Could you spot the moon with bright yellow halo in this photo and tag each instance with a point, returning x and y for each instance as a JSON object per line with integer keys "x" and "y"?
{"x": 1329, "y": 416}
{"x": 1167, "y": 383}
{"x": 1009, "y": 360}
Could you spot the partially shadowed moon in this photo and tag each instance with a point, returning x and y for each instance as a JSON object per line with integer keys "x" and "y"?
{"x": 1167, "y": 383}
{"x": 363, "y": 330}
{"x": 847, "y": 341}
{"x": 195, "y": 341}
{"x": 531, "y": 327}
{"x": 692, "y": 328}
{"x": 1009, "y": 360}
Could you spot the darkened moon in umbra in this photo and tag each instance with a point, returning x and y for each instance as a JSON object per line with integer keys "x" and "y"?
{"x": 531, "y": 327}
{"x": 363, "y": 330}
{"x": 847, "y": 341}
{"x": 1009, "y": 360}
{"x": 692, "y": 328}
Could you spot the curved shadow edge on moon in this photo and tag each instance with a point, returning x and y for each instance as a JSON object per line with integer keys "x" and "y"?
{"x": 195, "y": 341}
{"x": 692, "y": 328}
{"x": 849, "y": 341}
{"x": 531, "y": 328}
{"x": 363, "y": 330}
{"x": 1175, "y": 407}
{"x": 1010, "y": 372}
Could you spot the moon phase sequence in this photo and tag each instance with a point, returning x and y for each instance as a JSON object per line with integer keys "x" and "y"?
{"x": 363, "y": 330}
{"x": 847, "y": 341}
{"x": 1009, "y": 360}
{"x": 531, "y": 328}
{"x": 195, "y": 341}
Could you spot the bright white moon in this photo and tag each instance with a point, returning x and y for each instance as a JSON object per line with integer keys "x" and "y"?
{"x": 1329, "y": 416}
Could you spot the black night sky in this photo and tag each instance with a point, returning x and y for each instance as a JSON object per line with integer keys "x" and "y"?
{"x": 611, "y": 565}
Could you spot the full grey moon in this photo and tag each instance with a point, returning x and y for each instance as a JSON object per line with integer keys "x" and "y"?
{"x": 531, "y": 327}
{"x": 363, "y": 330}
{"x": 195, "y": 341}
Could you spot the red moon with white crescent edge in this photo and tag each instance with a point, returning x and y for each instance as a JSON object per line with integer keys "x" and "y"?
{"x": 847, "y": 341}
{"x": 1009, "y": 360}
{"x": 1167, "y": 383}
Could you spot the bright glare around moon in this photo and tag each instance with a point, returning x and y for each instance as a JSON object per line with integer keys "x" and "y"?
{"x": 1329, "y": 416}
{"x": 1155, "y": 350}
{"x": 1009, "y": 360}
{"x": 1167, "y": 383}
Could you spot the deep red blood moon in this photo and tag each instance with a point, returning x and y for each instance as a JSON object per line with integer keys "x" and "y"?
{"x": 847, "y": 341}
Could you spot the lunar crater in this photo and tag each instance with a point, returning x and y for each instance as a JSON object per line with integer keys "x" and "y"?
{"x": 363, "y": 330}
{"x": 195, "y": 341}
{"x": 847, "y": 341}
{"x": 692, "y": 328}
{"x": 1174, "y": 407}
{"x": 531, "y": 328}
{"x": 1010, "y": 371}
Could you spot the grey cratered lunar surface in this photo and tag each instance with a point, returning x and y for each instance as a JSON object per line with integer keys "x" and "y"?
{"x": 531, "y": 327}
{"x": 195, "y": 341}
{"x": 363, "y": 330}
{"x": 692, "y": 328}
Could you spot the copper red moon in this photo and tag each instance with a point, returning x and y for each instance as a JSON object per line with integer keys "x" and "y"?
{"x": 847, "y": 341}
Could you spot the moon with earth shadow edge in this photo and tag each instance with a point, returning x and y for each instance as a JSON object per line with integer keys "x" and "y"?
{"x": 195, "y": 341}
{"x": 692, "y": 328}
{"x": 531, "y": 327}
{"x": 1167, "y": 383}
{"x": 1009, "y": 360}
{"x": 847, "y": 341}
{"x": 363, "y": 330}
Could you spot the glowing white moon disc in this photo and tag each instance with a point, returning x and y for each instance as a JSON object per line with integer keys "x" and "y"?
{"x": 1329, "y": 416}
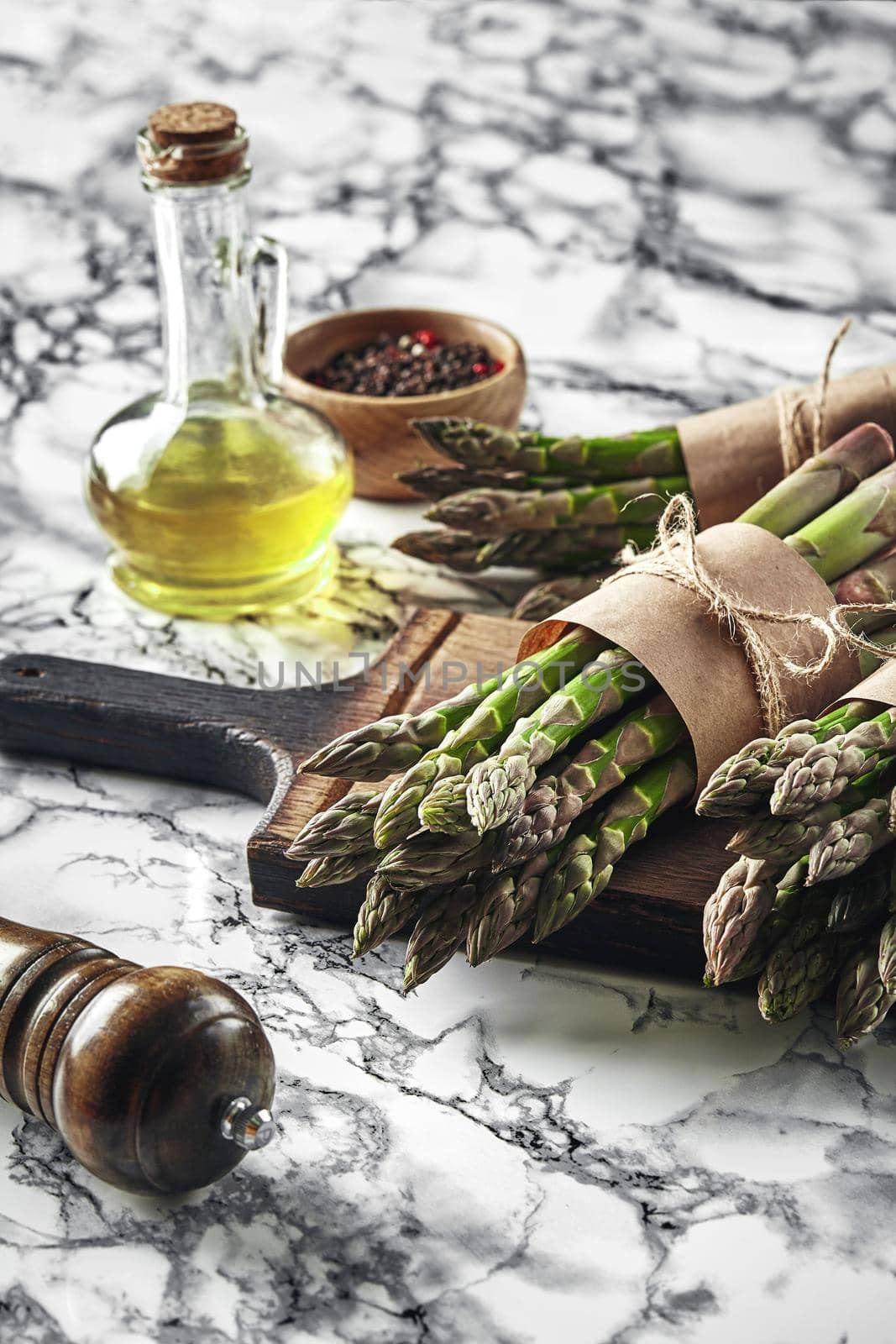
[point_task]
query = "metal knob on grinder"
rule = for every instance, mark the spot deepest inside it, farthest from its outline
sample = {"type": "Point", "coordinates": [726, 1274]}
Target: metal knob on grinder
{"type": "Point", "coordinates": [159, 1079]}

Set task: Copy the listing again from the line containing "[point_task]" through the end of the listing, both ends included, and scale every coordinate in the answers by 0.4, rounding to whole numbers with halves rounded up. Keep the requests and their format sample as they stand.

Response:
[point_task]
query = "metal knob on grinder"
rule = for every instance, mark the spot deepest inside it, farthest from its outline
sample = {"type": "Point", "coordinates": [726, 1274]}
Target: metal knob on grinder
{"type": "Point", "coordinates": [64, 432]}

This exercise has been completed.